▸ WHAT TO PRODUCE
Transcribe the listing word for word.

▸ SOURCE MATERIAL
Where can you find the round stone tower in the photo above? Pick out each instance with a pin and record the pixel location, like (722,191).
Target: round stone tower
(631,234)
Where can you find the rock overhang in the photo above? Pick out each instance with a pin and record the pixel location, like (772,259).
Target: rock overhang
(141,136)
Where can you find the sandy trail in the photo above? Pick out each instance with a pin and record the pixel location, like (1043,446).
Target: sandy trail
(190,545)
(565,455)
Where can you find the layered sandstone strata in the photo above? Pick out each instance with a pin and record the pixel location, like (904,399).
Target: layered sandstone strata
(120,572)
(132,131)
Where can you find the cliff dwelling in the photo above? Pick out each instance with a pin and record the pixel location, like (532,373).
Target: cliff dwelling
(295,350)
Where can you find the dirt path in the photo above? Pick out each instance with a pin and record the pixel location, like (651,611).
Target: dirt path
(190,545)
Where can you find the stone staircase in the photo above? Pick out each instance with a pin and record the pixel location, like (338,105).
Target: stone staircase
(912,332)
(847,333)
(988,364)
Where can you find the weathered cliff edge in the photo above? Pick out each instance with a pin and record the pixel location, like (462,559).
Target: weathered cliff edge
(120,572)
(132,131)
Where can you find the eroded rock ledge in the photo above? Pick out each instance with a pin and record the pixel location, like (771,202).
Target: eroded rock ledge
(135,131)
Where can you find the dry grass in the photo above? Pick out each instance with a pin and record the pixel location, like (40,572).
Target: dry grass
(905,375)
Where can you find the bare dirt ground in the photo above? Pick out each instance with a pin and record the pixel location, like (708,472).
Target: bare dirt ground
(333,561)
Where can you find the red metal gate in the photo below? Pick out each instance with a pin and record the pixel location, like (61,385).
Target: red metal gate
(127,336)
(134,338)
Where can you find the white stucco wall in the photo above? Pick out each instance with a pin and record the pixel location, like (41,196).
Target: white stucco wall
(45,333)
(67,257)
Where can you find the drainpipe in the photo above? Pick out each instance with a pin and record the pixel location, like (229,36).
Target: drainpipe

▸ EXERCISE RESULT
Where can you find the round stone tower in the photo above? Pick out each instance with a pin and record the pixel location, like (722,191).
Target: round stone tower
(631,234)
Where can you find the rock overhang in the photo above? Pick out each instance with a pin and record the pixel location, like (772,259).
Target: rock overhang
(141,136)
Where can you find the sandy trail in the photo above? Pick out each instance with a pin and record the pixel location, like (1043,446).
Target: sandy trail
(190,545)
(565,455)
Where can you find the layered sandstone strata in the photo above? Pick out each instance with a pin and record the pixel location, like (904,399).
Target: layered sandstone strata
(120,572)
(132,131)
Where can you find the cliff dwelling in the photo above? Pick out each instance with a pin and record the pixel location, like (532,373).
Target: cliff dwelling
(295,350)
Where can you find the dirt path in the photo above? Pick out each instance with a pin and record the pixel location, like (651,611).
Target: dirt path
(190,545)
Where can you find the stone staircase in the photo above? Pick out each instance with a pin and record the pixel location, like (338,105).
Target: stone staircase
(912,332)
(847,333)
(988,364)
Where can you find the weathered cliff edge in the photo above? Pick out each instance with a pin and record the pixel location, like (462,559).
Target: weathered cliff edge
(120,572)
(132,131)
Where can you find the eroded rock ledge in the photo above? Pick out each instance with a pin and record the pixel location, like (771,202).
Target: eroded rock ledge
(135,131)
Where can you find the dry grass in the photo above? Pick out each instance with a pin and record the pixel location, like (40,572).
Target: dry grass
(905,375)
Where can you find the bare dirt ground in the photo above? Pick out each instance with a pin and record the pixel location, like (708,472).
Target: bare dirt ground
(333,561)
Where can you find the red metal gate in the photo below? Pick out each instance with a pin and record the pixel location, like (61,385).
Target: red metal gate
(127,336)
(134,338)
Where can you find the white stucco wall in the photo above? Pick out each instance with a pin and record the pixel location, like (41,196).
Target: white stucco wall
(45,333)
(67,257)
Where can you find the drainpipe in the photo above? Pick out each instance with a pin and record the pixel location, like (229,36).
Target: drainpipe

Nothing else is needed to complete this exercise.